**Directions for this task**:
Once you have read the entries below, repeat all of them exactly.

**Records to use**:
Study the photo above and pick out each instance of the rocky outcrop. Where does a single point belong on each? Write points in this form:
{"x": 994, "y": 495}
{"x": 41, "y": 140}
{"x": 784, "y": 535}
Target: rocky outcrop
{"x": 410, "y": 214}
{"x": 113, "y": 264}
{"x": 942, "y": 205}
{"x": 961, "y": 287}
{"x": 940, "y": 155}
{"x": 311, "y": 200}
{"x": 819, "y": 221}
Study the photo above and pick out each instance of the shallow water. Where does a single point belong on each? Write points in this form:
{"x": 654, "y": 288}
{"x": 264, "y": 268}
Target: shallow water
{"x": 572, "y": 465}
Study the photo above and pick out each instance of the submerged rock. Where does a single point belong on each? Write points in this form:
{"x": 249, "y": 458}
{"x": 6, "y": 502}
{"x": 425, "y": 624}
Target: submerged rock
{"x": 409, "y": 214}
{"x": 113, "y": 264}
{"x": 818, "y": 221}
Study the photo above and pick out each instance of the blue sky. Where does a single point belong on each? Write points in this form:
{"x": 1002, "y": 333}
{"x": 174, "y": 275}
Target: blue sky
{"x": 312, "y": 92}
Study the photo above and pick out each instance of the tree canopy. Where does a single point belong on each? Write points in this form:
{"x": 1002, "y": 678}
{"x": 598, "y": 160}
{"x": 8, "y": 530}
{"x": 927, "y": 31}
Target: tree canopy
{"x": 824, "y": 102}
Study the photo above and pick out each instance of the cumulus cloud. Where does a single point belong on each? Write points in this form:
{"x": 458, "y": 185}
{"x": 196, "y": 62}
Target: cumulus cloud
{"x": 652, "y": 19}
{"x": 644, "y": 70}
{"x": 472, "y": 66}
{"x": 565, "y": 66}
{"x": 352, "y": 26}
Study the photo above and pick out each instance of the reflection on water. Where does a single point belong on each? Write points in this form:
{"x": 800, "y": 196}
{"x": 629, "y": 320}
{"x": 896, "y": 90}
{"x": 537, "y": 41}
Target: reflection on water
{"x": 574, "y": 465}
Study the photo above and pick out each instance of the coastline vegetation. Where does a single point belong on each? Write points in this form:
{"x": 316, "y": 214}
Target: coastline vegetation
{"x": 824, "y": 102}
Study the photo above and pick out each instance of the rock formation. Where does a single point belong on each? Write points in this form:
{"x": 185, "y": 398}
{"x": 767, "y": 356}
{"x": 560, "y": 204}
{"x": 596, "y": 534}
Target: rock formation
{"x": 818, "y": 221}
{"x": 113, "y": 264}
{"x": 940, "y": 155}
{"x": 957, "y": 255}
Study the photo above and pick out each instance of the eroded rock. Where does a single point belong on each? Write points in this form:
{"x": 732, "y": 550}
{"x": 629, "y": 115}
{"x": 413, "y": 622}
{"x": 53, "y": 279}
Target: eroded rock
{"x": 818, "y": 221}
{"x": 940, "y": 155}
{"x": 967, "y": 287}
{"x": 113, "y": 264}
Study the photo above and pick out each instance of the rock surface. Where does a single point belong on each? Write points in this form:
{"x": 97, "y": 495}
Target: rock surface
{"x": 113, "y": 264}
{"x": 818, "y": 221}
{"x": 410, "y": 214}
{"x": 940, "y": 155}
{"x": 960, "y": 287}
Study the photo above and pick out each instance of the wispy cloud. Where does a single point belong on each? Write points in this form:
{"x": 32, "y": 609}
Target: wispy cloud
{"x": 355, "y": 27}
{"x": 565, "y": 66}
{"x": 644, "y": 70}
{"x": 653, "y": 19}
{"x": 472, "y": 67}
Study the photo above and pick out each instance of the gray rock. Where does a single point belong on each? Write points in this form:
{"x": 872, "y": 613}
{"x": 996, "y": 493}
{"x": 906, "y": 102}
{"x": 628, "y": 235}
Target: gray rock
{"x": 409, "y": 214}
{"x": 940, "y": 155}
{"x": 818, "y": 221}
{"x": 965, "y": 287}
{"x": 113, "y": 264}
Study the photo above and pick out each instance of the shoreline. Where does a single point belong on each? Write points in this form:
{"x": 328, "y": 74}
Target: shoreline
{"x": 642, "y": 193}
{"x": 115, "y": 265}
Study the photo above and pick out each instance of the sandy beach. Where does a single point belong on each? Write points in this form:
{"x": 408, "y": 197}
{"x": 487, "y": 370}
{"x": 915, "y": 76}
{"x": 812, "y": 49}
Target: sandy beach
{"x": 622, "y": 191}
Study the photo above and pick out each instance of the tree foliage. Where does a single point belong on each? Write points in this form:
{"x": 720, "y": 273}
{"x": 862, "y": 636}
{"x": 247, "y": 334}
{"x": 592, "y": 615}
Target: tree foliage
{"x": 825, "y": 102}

**Exercise result**:
Study the photo above and pick out each instance of the rocky outcrop. Where does a single point belong on each? Write points in this form:
{"x": 994, "y": 495}
{"x": 41, "y": 140}
{"x": 784, "y": 535}
Target: rocky outcrop
{"x": 410, "y": 214}
{"x": 113, "y": 264}
{"x": 942, "y": 205}
{"x": 961, "y": 287}
{"x": 940, "y": 155}
{"x": 311, "y": 200}
{"x": 819, "y": 221}
Study the photo above and pick out each instance of the shallow water. Where does a single point belong on each? Write points in this form:
{"x": 654, "y": 288}
{"x": 264, "y": 268}
Target: shallow water
{"x": 572, "y": 465}
Study the photo above and pick out each instance of the submerged rock. Where does a single point belong on each? Write points in this form:
{"x": 249, "y": 458}
{"x": 6, "y": 502}
{"x": 425, "y": 624}
Target: submerged rock
{"x": 409, "y": 214}
{"x": 113, "y": 264}
{"x": 818, "y": 221}
Study the photo above and pick out each instance of the blue sky. Where does a single point belong on each? Write points in this form:
{"x": 1002, "y": 333}
{"x": 174, "y": 275}
Target: blue sky
{"x": 312, "y": 92}
Study the photo above and pick out each instance of the tree canopy. Where does a single point belong on each? Write points in this form:
{"x": 1002, "y": 678}
{"x": 598, "y": 160}
{"x": 8, "y": 530}
{"x": 927, "y": 31}
Target: tree canopy
{"x": 824, "y": 102}
Study the photo above and pick out each instance of the cumulus cloud. Where does a single point belong on each? Write points in this form:
{"x": 458, "y": 185}
{"x": 196, "y": 62}
Target: cumulus cloud
{"x": 652, "y": 19}
{"x": 644, "y": 70}
{"x": 472, "y": 66}
{"x": 565, "y": 66}
{"x": 352, "y": 26}
Study the photo above and pick out each instance of the reflection on water. Where does a single point belong on each? Write points in this form:
{"x": 800, "y": 196}
{"x": 629, "y": 320}
{"x": 896, "y": 90}
{"x": 537, "y": 41}
Target: reflection on water
{"x": 574, "y": 465}
Study the photo above and pick out each instance of the coastline vegetation. Where does a single point belong on each? Write points in this form:
{"x": 316, "y": 214}
Target: coastline vegetation
{"x": 824, "y": 102}
Study the photo above and pick out each instance of the rock formation. Where does a single point belong on each? Write points in this form:
{"x": 185, "y": 398}
{"x": 767, "y": 356}
{"x": 560, "y": 204}
{"x": 596, "y": 534}
Target: rock formation
{"x": 818, "y": 221}
{"x": 113, "y": 264}
{"x": 940, "y": 155}
{"x": 957, "y": 255}
Study the photo above and pick out each instance of the eroded rock. Where does a single point belong on each? Write points in this form:
{"x": 732, "y": 550}
{"x": 629, "y": 115}
{"x": 413, "y": 622}
{"x": 53, "y": 279}
Target: eroded rock
{"x": 818, "y": 221}
{"x": 940, "y": 155}
{"x": 967, "y": 287}
{"x": 113, "y": 264}
Study the photo above and pick out each instance of the rock surface. Where does a single point belong on each? Write points in this form:
{"x": 97, "y": 495}
Target: rock surface
{"x": 113, "y": 264}
{"x": 818, "y": 221}
{"x": 410, "y": 214}
{"x": 940, "y": 155}
{"x": 960, "y": 287}
Study the photo above and pick out each instance of the wispy cloud. Where does a single point belong on each? Write points in this form:
{"x": 32, "y": 609}
Target: wispy cloud
{"x": 355, "y": 27}
{"x": 565, "y": 66}
{"x": 644, "y": 70}
{"x": 653, "y": 19}
{"x": 472, "y": 67}
Study the photo above and pick out each instance of the gray rock. Where does a single point belong on each? Write points in this form:
{"x": 872, "y": 613}
{"x": 996, "y": 493}
{"x": 906, "y": 102}
{"x": 628, "y": 235}
Target: gray rock
{"x": 409, "y": 214}
{"x": 940, "y": 155}
{"x": 818, "y": 221}
{"x": 965, "y": 287}
{"x": 113, "y": 264}
Study the photo above and pick out each instance of the shoreline. Where does a single point belong on each? Write points in this form:
{"x": 328, "y": 74}
Target: shoreline
{"x": 642, "y": 193}
{"x": 115, "y": 265}
Study the photo above and pick out each instance of the sandy beach. Where does a single point belong on each? Write points in this form:
{"x": 408, "y": 197}
{"x": 487, "y": 370}
{"x": 915, "y": 76}
{"x": 812, "y": 49}
Target: sandy beach
{"x": 622, "y": 191}
Study the photo above and pick out each instance of the tree foliage. Where does a single point belong on each? Write points in this form:
{"x": 720, "y": 273}
{"x": 862, "y": 636}
{"x": 247, "y": 334}
{"x": 592, "y": 615}
Target: tree foliage
{"x": 825, "y": 102}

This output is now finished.